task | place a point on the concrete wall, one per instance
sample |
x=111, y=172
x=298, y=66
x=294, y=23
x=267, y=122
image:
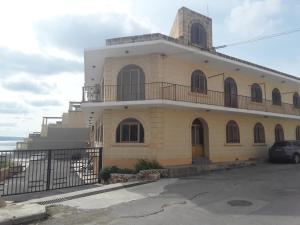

============

### EXERCISE INSTRUCTIONS
Rewrite the entries with "concrete wall" replaced by "brick wall" and everything else left as it is. Leave the pictures out of your answer.

### OUTPUT FOR THIS EXERCISE
task | place a point on the brick wall, one per instance
sample |
x=111, y=172
x=298, y=66
x=294, y=23
x=267, y=122
image:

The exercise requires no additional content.